Document section:
I suppose the trick is to balance those two lines of thought, keep doing what you are doing, make as many amends as you can and do the best work possible.”

It’s that work thing that matters to me. You know, “The work is the prayer.” The thing I say when somebody needs a prayer. That’s how this picture got made. Rather than wallow in sadness, I went for a walk — albeit a short one — and made pictures. That was my prayer. For Petty. For his family. For me. For you. For people that I don’t know.

That’s the best I can do.

The picture. The sun was so bright in the viewfinder that I couldn’t actually see what I was photographing. So, I put the camera in the place that I thought would frame the subject pretty well and pushed the button. I think that I did alright. The tree could be positioned at little more to the right. But, it’s not terrible. A lot of work was done in post production, not because I wanted to improve the image, but because it did need some help.


Dawn's fire in the sky.
Dawn’s fire in the sky.

Entries supplied:
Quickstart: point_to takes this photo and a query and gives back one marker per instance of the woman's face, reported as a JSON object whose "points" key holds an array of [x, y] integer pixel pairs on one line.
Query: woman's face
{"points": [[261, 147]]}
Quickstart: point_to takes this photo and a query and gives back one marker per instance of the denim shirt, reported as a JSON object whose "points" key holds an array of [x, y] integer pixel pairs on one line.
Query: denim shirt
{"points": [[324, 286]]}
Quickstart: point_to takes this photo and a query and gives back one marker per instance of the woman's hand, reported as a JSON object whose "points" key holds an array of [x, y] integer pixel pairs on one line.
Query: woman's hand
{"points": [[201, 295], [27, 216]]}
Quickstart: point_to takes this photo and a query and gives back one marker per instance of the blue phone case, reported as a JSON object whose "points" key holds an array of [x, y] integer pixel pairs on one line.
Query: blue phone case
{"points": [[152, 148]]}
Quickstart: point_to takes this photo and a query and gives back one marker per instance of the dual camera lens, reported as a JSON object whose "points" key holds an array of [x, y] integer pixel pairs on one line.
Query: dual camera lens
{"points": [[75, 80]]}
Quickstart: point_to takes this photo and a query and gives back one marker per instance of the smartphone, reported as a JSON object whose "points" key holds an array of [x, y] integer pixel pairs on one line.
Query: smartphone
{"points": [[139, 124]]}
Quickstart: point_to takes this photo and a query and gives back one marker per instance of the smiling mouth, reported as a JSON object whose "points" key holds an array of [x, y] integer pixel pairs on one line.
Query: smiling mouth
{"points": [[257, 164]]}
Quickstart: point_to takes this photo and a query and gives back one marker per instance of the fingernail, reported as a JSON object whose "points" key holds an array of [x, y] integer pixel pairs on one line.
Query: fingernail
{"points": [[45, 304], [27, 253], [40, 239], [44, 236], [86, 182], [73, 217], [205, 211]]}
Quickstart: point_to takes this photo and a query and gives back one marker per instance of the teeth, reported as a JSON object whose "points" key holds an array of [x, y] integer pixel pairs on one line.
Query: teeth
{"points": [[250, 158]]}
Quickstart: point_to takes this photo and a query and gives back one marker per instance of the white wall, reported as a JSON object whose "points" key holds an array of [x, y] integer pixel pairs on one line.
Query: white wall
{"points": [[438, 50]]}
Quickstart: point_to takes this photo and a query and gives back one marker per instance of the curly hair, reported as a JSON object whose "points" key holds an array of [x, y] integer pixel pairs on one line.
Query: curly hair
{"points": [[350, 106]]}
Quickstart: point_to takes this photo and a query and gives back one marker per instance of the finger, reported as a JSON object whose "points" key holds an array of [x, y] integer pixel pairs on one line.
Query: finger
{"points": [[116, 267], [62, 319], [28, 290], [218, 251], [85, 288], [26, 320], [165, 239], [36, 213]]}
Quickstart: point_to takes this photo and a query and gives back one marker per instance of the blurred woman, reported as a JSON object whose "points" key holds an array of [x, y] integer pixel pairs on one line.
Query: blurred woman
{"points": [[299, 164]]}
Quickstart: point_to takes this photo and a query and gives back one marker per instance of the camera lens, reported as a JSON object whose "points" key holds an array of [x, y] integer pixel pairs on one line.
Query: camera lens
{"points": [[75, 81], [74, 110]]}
* * *
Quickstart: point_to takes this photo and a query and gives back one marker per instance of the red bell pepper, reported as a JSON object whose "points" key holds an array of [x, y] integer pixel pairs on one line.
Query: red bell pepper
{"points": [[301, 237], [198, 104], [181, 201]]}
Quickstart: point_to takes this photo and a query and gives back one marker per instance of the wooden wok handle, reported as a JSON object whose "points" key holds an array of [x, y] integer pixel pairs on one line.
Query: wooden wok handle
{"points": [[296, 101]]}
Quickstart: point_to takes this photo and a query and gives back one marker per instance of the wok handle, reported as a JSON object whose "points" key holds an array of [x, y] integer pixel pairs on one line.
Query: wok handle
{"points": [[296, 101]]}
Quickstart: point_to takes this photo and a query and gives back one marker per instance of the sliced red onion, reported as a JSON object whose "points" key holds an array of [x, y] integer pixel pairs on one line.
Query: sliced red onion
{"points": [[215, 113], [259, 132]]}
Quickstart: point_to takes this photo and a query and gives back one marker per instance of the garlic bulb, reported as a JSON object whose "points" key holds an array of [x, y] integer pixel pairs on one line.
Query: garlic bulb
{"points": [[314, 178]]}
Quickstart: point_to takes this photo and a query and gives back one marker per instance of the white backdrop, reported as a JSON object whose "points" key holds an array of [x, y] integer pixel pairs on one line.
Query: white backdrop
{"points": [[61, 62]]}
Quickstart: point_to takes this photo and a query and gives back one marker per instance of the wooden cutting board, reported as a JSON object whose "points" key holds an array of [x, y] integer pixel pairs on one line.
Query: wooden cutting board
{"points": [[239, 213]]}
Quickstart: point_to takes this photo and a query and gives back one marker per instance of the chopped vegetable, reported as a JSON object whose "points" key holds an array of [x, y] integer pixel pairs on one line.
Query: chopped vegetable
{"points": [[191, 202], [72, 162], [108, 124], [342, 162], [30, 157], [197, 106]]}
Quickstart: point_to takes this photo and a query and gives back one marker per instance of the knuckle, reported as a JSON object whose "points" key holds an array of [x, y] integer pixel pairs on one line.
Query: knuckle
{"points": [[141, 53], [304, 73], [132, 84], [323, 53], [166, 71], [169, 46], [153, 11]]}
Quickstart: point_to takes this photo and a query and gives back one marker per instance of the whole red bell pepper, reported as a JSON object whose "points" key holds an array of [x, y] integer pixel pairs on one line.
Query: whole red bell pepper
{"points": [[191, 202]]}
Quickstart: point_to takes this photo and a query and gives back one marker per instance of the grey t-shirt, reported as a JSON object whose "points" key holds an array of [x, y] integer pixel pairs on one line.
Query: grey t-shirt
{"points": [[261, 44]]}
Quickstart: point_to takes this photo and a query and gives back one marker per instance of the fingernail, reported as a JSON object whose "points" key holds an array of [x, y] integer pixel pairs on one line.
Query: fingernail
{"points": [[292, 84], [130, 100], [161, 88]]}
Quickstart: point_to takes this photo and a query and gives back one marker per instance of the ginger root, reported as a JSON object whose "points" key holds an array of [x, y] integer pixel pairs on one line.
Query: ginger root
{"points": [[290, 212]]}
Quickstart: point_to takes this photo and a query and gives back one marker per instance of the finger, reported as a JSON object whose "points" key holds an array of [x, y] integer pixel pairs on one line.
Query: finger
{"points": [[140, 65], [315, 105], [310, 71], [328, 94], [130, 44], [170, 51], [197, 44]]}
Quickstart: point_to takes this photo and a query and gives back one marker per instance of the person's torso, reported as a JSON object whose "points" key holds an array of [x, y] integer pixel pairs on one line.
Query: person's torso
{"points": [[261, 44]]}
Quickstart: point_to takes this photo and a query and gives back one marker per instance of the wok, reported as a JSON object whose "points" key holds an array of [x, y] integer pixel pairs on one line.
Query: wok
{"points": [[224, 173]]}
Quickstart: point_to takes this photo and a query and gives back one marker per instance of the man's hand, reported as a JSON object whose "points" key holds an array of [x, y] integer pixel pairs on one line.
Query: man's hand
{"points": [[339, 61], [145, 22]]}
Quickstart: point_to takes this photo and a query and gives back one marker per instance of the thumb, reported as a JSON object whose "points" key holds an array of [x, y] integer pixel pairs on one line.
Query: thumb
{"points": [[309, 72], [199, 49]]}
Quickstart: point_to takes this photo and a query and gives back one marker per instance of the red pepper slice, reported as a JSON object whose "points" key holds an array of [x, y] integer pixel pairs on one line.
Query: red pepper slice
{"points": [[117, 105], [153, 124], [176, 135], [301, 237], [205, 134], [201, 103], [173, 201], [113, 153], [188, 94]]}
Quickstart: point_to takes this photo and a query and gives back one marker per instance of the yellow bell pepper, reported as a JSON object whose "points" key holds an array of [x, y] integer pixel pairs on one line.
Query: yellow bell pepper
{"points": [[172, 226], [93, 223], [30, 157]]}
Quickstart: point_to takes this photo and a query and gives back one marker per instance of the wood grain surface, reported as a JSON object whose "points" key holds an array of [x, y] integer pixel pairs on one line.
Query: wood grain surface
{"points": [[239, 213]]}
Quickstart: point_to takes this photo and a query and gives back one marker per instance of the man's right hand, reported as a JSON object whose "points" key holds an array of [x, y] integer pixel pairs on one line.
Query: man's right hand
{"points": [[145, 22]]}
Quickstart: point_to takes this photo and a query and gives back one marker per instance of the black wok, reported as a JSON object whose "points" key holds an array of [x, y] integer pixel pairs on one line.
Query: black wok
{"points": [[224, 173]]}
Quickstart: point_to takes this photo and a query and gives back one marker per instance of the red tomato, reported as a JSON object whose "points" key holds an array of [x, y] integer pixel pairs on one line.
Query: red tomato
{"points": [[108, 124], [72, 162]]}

Tasks for this exercise:
**a.** In the photography post, why couldn't the writer see what the camera was pointed at?
**b.** From the photography post, extract the passage from "The picture. The" to "need some help.".

List of answers:
**a.** The sun was so bright in the viewfinder.

**b.**
The picture. The sun was so bright in the viewfinder that I couldn’t actually see what I was photographing. So, I put the camera in the place that I thought would frame the subject pretty well and pushed the button. I think that I did alright. The tree could be positioned at little more to the right. But, it’s not terrible. A lot of work was done in post production, not because I wanted to improve the image, but because it did need some help.